#### What the task requires
Return only the line that contains "of the building" and each line after it, through the last line of the data below, copied exactly.

#### Dataset records about object locations
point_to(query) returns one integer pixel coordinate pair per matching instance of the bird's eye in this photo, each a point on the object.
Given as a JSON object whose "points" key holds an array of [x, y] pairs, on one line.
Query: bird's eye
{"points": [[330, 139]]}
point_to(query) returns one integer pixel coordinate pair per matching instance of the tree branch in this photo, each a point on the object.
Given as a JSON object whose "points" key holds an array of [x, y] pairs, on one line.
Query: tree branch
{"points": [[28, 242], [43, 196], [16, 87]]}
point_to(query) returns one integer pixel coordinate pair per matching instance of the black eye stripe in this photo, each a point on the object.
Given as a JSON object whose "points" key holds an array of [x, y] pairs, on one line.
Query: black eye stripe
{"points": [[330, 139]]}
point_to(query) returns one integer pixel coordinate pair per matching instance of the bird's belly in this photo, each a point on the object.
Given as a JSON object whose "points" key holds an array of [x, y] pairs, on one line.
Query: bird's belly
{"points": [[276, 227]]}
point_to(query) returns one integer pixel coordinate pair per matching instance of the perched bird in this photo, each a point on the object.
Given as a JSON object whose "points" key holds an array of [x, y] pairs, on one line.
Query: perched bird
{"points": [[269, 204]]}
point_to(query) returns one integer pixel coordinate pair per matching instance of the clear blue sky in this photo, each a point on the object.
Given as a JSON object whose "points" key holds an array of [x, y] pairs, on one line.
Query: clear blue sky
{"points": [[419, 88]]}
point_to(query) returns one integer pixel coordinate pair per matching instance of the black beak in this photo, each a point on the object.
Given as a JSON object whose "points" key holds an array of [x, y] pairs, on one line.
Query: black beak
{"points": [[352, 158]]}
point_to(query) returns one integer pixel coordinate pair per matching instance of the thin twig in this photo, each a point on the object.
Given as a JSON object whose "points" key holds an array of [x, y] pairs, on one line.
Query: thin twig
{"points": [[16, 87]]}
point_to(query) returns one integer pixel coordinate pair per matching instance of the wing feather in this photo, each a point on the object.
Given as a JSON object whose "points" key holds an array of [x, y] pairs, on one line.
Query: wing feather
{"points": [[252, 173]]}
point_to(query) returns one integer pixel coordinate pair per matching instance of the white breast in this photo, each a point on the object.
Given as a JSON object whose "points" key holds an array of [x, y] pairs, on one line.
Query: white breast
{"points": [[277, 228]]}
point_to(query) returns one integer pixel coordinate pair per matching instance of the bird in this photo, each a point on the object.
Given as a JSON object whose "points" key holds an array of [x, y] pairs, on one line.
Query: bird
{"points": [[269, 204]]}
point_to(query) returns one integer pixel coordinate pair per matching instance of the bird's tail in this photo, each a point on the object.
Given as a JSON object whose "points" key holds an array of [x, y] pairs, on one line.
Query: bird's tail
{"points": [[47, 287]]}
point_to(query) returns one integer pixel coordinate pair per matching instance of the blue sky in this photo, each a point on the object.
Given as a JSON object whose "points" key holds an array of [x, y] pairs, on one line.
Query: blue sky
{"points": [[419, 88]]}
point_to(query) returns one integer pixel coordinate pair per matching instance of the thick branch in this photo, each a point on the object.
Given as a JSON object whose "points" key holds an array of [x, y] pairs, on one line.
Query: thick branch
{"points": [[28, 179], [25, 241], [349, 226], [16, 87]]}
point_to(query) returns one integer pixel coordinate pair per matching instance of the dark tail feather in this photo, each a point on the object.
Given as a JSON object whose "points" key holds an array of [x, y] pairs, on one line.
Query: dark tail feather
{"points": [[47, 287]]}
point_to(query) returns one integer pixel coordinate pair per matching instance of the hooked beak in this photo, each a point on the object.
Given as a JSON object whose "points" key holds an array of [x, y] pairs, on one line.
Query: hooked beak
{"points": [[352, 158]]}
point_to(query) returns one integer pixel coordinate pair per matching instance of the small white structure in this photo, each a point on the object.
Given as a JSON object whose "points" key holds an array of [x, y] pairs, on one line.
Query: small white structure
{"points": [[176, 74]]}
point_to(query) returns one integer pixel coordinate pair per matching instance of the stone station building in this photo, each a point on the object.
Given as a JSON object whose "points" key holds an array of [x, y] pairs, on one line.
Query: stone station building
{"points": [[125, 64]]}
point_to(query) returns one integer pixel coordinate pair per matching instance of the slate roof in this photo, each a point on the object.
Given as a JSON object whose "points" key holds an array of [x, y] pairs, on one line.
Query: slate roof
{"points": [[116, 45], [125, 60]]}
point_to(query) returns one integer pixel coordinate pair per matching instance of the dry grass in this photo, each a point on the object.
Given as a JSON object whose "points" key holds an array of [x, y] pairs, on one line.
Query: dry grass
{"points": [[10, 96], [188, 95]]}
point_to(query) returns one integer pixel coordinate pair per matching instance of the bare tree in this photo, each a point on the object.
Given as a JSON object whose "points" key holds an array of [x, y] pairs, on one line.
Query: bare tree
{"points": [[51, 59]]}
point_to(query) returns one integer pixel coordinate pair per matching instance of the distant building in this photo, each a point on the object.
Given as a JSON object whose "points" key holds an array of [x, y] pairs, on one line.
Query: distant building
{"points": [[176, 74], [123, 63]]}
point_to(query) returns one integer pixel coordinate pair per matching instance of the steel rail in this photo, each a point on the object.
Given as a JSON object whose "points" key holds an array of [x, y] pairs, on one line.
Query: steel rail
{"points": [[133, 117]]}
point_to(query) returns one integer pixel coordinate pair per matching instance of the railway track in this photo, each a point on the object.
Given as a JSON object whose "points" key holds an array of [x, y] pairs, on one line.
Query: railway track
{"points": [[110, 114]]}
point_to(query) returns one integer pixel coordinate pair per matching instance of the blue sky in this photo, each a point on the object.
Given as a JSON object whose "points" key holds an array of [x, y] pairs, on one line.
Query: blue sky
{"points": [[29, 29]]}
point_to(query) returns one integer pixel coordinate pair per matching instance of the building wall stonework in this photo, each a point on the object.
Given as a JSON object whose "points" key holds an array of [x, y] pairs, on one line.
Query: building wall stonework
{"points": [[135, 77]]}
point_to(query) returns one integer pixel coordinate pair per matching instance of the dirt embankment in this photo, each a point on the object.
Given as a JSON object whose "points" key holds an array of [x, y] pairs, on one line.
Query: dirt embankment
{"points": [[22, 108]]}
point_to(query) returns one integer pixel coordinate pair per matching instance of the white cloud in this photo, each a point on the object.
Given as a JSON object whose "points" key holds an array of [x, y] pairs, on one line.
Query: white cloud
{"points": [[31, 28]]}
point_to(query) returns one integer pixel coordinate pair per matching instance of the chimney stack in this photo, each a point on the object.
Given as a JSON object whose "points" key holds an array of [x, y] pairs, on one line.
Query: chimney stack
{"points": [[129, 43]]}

#### Answer to this problem
point_to(query) returns one integer pixel coordinate pair per matching instance of the building wall stonework in this photo, each a point on the object.
Given as a JSON object whose "points" key holds an array of [x, y] pairs, on one line.
Query: building wall stonework
{"points": [[135, 77]]}
point_to(query) returns one integer pixel coordinate pair per matching instance of the dirt embankment in this photo, each a point on the object.
Given as a JSON object whose "points" key holds an array of [x, y] pairs, on one line.
Query: dirt embankment
{"points": [[22, 108]]}
point_to(query) returns one integer pixel coordinate pair per matching instance of the white cloud in this photo, each a point on the object.
Given as a JSON object whose "points" key holds an array of [x, y] pairs, on one line.
Query: white cloud
{"points": [[31, 28]]}
point_to(query) returns one integer pixel coordinate pair per matching instance of the chimney stack in this photo, each a point on the object.
Given as a JSON object whose "points" key holds an array of [x, y] pairs, on one line.
Query: chimney stack
{"points": [[129, 43]]}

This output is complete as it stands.